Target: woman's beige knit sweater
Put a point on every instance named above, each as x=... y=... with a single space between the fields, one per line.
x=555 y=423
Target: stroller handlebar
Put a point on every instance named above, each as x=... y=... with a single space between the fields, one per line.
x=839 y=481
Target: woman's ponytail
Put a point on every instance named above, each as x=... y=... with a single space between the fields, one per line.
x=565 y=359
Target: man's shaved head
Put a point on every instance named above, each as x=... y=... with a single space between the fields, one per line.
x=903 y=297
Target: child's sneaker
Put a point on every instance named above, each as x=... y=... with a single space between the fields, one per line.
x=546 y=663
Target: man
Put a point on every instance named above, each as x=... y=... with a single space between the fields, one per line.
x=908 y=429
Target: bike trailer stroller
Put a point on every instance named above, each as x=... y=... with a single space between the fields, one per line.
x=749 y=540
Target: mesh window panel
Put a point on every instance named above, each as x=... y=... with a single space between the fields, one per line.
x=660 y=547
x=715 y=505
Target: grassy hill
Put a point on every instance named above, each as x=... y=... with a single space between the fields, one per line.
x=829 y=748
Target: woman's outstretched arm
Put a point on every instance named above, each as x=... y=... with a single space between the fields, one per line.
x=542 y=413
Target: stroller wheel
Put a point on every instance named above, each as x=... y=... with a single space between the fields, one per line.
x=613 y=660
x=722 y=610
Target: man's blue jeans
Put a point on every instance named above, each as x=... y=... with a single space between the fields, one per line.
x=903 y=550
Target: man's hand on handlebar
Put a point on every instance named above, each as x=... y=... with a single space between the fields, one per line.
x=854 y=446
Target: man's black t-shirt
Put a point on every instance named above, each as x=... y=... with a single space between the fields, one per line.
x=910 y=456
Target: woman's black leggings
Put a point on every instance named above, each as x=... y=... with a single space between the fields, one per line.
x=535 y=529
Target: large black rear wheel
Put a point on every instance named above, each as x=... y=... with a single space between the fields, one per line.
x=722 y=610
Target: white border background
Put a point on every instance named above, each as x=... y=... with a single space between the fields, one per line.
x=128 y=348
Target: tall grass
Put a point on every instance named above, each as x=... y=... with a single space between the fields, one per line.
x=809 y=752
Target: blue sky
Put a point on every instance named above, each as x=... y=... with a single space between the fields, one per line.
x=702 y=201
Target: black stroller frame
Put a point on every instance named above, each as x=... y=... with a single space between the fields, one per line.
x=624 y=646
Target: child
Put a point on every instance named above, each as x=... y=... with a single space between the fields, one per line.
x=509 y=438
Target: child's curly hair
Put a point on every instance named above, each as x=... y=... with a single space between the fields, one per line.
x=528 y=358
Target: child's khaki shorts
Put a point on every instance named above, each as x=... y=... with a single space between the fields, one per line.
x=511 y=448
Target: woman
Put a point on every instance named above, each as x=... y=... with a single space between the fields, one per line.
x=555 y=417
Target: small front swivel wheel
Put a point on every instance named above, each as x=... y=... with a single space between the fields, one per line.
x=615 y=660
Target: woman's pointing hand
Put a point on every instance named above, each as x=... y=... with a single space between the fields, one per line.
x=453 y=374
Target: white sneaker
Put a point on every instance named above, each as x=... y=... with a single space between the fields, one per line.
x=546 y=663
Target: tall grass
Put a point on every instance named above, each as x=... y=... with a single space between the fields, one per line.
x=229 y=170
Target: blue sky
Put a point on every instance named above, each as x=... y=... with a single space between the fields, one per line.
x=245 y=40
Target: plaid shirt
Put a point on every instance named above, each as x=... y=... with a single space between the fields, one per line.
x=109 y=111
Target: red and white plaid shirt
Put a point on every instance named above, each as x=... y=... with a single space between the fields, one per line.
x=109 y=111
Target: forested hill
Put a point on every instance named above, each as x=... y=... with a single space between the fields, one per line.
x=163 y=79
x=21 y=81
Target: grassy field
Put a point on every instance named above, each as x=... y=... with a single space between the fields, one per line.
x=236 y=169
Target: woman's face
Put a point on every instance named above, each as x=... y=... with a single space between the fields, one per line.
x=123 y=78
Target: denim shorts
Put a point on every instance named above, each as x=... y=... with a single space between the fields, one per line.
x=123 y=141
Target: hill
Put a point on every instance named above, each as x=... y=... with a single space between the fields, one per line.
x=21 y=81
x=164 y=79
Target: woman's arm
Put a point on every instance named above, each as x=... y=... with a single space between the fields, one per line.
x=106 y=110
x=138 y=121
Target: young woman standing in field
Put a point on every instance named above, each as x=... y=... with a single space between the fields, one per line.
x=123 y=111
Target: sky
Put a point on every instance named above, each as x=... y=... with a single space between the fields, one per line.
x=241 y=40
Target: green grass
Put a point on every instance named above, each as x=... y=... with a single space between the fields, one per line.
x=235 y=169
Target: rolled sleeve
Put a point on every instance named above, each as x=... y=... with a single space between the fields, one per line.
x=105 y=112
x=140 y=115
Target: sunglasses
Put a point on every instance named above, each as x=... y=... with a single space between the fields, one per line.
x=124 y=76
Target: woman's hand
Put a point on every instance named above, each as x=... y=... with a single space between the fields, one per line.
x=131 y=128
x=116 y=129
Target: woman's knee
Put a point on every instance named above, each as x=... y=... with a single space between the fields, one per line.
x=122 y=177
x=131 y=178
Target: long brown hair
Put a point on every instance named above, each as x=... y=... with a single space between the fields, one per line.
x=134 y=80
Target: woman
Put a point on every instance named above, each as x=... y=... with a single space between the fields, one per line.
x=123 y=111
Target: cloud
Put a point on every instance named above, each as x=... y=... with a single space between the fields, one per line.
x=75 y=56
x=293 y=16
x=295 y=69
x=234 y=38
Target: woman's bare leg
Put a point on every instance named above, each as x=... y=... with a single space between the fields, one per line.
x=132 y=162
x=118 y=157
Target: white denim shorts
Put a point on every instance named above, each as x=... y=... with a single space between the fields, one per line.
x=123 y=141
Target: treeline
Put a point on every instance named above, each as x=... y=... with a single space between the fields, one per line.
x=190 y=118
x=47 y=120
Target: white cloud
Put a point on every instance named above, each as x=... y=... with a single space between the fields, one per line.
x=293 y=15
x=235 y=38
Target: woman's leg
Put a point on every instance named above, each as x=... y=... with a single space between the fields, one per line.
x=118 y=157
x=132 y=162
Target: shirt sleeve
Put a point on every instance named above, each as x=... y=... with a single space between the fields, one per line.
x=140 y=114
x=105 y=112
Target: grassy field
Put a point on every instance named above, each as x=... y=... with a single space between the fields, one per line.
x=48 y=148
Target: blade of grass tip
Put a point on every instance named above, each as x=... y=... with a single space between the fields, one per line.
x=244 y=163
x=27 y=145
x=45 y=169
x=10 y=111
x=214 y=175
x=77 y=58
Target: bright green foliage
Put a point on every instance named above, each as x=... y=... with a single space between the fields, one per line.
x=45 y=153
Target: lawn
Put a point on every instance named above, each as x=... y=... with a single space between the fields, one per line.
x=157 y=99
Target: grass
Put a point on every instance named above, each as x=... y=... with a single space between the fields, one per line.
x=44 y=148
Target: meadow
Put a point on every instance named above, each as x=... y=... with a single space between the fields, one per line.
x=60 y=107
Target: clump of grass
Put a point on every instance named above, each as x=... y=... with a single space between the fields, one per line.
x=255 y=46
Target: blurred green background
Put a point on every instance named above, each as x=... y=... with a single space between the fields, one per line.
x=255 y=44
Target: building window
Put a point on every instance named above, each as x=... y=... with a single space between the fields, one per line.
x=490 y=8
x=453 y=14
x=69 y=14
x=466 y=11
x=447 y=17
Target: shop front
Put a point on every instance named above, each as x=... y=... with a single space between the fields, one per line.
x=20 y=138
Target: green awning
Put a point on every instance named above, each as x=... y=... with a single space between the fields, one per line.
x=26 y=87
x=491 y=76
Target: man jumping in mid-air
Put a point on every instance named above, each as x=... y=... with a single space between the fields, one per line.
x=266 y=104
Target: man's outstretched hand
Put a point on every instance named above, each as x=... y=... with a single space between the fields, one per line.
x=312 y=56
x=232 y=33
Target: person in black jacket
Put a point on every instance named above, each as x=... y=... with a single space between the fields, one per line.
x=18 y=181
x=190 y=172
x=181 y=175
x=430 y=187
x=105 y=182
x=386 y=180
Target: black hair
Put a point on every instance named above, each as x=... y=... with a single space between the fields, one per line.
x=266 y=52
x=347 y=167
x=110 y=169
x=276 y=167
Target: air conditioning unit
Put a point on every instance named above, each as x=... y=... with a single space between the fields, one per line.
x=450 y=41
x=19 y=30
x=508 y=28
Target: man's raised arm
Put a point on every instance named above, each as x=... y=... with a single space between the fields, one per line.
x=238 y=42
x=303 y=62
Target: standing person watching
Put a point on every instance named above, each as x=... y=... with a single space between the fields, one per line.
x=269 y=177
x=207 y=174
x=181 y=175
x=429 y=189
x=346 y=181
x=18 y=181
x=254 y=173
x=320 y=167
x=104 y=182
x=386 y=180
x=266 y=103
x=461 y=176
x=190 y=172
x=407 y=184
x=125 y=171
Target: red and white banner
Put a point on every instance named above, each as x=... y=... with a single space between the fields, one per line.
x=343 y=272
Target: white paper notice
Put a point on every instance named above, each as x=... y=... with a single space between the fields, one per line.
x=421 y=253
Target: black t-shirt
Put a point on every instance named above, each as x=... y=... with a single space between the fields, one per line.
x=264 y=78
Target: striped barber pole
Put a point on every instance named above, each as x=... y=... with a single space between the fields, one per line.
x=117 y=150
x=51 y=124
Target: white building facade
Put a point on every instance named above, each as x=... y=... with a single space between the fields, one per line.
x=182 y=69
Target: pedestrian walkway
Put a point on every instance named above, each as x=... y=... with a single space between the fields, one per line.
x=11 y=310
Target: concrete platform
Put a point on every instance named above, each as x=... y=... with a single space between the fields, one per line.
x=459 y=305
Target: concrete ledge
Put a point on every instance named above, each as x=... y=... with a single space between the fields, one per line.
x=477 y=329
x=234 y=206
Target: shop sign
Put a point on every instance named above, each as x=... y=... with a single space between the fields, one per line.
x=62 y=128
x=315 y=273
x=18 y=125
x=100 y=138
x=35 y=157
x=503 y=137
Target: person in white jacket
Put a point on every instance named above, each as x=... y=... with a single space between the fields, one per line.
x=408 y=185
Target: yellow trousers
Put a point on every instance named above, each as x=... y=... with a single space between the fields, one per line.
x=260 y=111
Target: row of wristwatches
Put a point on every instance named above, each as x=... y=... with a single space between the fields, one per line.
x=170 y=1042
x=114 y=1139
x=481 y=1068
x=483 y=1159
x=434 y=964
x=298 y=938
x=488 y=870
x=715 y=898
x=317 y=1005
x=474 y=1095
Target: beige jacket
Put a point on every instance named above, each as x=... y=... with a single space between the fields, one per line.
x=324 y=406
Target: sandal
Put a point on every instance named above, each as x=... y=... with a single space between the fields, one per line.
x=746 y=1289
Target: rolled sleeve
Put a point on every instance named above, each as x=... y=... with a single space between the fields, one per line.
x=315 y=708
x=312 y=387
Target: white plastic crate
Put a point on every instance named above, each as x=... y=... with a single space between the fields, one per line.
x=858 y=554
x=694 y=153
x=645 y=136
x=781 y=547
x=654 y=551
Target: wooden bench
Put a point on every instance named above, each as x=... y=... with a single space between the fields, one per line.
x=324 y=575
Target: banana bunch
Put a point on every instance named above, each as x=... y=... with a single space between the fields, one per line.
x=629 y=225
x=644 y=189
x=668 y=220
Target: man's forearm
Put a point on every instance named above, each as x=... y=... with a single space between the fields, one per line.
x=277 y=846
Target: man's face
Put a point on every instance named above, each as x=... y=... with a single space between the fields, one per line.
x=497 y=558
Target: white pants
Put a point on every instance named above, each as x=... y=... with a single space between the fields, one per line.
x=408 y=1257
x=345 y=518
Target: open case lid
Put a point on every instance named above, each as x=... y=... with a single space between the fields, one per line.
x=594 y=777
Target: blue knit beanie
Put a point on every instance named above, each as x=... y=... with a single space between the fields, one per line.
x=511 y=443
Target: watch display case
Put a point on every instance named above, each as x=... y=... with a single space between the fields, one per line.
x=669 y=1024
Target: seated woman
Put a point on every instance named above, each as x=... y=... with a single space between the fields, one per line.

------------------------------------------------

- _WHAT THE EXERCISE ASKS_
Output the lines of the material from the one containing "Target: woman's hand" through the one containing "x=131 y=178", both included, reproducing each line precisely.

- _FINISHED ANSWER_
Target: woman's hand
Put a point on every instance named above, each as x=... y=... with a single space between the fields, one per line.
x=131 y=128
x=116 y=129
Target: woman's knee
Put a point on every instance named above, each as x=... y=... with a single space between the fields, one per line.
x=122 y=177
x=131 y=178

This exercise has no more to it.